Retype the entries below word for word, leaving out every picture.

********************

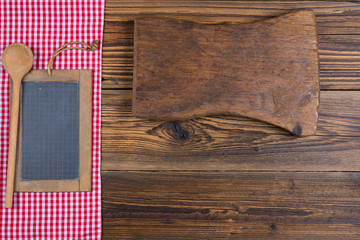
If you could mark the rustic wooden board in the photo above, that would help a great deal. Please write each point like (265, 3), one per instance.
(229, 142)
(336, 21)
(267, 70)
(230, 205)
(228, 202)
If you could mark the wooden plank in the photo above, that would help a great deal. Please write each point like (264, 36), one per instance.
(339, 59)
(339, 56)
(230, 205)
(267, 70)
(227, 143)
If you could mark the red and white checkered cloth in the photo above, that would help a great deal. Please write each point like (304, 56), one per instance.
(45, 25)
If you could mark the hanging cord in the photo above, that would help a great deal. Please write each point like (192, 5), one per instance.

********************

_SOLUTION FOR THIS TASK_
If you could mark the rustic wooden board in the photo above, that would help a great deal. Please write each point like (265, 3), one per instance.
(229, 142)
(336, 21)
(267, 70)
(230, 205)
(228, 202)
If you could mark the wooden plank in the photo above, that would help a great deal. Please write each point like (264, 36), one per instance.
(339, 59)
(339, 56)
(230, 205)
(267, 70)
(227, 143)
If you could mark the red and white checkered cloth in the photo above, that would help a great deal. Please write each point like (304, 56), one per instance.
(45, 25)
If you could mark the hanging cord in the photo above, that would help a great deal. Please write each point like (192, 5), one per instance.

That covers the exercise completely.